Reproduce verbatim the lines of the items from the line that contains "the form [398,230]." through the last line of the items, inclusive.

Dataset rows on where objects appear
•••
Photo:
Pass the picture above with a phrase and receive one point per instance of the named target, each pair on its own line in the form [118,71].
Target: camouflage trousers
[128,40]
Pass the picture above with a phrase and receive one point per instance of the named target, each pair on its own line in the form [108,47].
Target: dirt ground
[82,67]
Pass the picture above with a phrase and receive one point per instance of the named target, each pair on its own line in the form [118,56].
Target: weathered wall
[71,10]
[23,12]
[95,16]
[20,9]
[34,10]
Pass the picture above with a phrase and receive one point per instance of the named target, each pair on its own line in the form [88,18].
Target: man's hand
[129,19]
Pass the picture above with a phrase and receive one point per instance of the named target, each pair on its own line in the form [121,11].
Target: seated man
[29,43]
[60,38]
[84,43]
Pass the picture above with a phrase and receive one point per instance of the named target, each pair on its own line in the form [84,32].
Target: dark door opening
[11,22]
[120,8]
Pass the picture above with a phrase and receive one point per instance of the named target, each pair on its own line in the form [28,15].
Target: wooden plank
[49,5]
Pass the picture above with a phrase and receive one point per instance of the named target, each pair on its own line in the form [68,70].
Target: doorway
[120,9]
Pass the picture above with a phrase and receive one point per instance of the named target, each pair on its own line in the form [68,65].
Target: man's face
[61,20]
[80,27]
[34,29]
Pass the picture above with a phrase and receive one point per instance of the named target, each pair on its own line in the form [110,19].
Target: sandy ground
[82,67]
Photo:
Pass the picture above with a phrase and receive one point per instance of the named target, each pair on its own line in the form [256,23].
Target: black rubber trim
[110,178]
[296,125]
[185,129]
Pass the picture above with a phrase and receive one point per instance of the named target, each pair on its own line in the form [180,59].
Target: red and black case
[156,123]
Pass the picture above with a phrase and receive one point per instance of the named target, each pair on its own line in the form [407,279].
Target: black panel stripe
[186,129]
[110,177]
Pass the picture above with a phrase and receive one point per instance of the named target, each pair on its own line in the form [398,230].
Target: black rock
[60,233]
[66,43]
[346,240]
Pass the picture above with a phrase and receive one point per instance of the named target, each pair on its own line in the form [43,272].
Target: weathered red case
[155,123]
•••
Completed task
Pass the picture above with a phrase and receive one point per instance of the named target, each pair on its own line in the form [398,230].
Target: black rock
[60,233]
[66,43]
[346,240]
Pass the picture above with a phrase and receive one point per instance of the named target, each pair on its own line in the form [43,272].
Target: weathered red case
[155,123]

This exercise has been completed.